▶ [PROBLEM REQUIREMENTS]
A complete, word-for-word restatement of the entries is needed.

Data entries

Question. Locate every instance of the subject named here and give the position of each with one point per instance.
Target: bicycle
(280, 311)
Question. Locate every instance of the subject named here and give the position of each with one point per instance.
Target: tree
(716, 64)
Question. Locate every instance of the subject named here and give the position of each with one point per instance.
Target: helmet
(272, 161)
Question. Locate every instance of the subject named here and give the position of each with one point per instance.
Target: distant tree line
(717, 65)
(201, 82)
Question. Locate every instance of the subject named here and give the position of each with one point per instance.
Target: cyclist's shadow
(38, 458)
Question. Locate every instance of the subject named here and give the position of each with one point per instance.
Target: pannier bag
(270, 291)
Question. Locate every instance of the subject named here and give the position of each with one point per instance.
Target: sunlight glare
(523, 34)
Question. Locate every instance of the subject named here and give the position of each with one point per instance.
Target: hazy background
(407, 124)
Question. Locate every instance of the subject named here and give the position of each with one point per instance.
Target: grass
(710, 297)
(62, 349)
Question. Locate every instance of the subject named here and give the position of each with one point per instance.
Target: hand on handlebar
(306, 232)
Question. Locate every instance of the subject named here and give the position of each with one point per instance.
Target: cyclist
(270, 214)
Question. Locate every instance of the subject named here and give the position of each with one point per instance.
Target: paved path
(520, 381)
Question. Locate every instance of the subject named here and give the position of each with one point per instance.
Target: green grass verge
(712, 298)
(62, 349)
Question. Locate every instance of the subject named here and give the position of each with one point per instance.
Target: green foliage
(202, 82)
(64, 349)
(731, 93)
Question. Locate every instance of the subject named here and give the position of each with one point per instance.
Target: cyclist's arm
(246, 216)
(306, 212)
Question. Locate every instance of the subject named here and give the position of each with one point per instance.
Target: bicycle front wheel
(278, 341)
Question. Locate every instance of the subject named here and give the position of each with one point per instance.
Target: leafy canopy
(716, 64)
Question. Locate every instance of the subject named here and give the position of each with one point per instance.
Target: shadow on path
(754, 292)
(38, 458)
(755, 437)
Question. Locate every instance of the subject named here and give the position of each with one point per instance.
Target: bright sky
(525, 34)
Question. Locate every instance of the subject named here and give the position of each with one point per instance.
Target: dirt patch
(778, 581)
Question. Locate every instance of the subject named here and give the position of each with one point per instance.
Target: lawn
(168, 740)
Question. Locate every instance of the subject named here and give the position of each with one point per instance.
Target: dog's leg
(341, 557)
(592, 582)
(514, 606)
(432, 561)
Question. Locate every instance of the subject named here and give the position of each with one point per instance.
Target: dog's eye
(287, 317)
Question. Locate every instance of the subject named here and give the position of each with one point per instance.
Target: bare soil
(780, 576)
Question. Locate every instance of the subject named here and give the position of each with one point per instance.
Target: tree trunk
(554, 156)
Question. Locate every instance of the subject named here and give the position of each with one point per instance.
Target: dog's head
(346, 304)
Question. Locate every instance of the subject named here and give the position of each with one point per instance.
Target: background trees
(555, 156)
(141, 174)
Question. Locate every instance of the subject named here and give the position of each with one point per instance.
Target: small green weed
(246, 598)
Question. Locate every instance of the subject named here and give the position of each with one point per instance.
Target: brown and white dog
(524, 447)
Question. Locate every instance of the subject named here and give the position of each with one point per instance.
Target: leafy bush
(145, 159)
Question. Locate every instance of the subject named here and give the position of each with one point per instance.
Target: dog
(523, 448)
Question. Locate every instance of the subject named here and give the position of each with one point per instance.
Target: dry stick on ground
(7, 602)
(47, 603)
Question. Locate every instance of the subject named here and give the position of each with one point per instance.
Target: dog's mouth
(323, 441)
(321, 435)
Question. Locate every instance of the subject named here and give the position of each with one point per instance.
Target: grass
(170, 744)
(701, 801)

▶ [TASK SOLUTION]
Question. Locate every instance of the subject named here and give the position of each with one point per instance.
Target: bicycle
(280, 311)
Question. Locate every instance of the subject named here and give the position of each with one point per instance.
Target: tree
(716, 64)
Question. Locate every instance of the subject named here and give the position of each with one point per instance.
Target: helmet
(272, 161)
Question. Locate every instance of the subject named here and give the position of each with one point per instance.
Target: distant tree line
(717, 65)
(201, 82)
Question. Locate every instance of the subject named here and give the position of each with one point per instance.
Target: cyclist's shadow
(38, 458)
Question. Locate every instance of the subject named here and give the position of each with one point per instance.
Target: pannier bag
(270, 291)
Question. Locate every instance of the subject named here and give the position of each with one point per instance.
Target: sunlight glare
(523, 34)
Question. Locate every instance of the subject named here and give the position of each with one point per instance.
Target: hazy background
(407, 124)
Question. Locate every instance of the subject named here and give the position of each with one point per instance.
Target: grass
(710, 297)
(62, 349)
Question. Locate every instance of the subject named here and give the position of each with one point per instance.
Target: hand on handlebar
(306, 232)
Question. Locate every instance of the subject named here and give the position of each with one point per instance.
Target: cyclist
(270, 214)
Question. Locate every instance of the subject named here and give the position of each with one point per instance.
Target: paved path
(520, 381)
Question. Locate every instance of the subject named here and give the position of each with one point per instance.
Target: green grass verge
(712, 298)
(62, 349)
Question. Locate every instance of the subject named here and give the position of each with one point per instance.
Target: green foliage
(202, 82)
(64, 349)
(731, 93)
Question. Locate every instance of the subject named here and give the position of each with one point per instance.
Target: cyclist's arm
(246, 216)
(306, 212)
Question. Locate every instance of the subject named here and give the position of each with one point per instance.
Target: bicycle front wheel
(278, 341)
Question. Locate every instance of the subject named here and give the position of each with one point per instance.
Target: leafy canopy
(716, 64)
Question. Locate every instance of the subject named here and give the position of each with one point per instance.
Target: shadow on path
(754, 292)
(38, 458)
(755, 437)
Question. Locate every instance of the subject named here and give the position of each with one point per instance.
Target: bright sky
(525, 34)
Question. Locate every instance of the subject named here and give the position of each with one point per instance.
Target: dirt patch
(778, 581)
Question. Locate every instance of the subject named here and give the position of each with one point per instance.
Target: lawn
(168, 740)
Question. Locate every instance of the subject named here and give the position of each with one point per instance.
Target: dog's leg
(341, 557)
(592, 582)
(514, 606)
(432, 561)
Question. Locate every instance of the subject named here and give the position of each with one point per instance.
Target: dog's eye
(287, 317)
Question. Locate every instance of the subject named here and give the position of each with one point per instance.
Target: bare soil
(780, 576)
Question. Locate every instance of the subject named here and give the position of each with one point per instance.
Target: tree trunk
(554, 156)
Question. Locate every instance of the subject named here and give the position of each with one point per instance.
Target: dog's head
(346, 304)
Question. Locate every instance of the subject named here and give the position of each with one point per instance.
Target: background trees
(555, 156)
(141, 174)
Question. Locate every instance of the subject named here and give the position of each with one point per instance.
Target: small green weed
(246, 598)
Question. Locate every instance of the subject named here and give the position of each with one point per instance.
Target: brown and white dog
(524, 447)
Question. Locate every instance of the subject named here and give the position of each with one point per instance.
Target: leafy bush
(145, 159)
Question. Locate every instance of the subject named here and give the position of each with one point per instance.
Target: dog
(523, 448)
Question. Locate every instance of the subject named here and give the position of each with one point per instance.
Target: dry stick on ground
(7, 602)
(47, 603)
Question. Locate every instance of the subject named here and give the position of each with one point per instance.
Target: dog's mouth
(323, 441)
(321, 435)
Question. Locate every instance of the subject named here and give the position of each with one point per instance.
Target: grass
(170, 744)
(701, 801)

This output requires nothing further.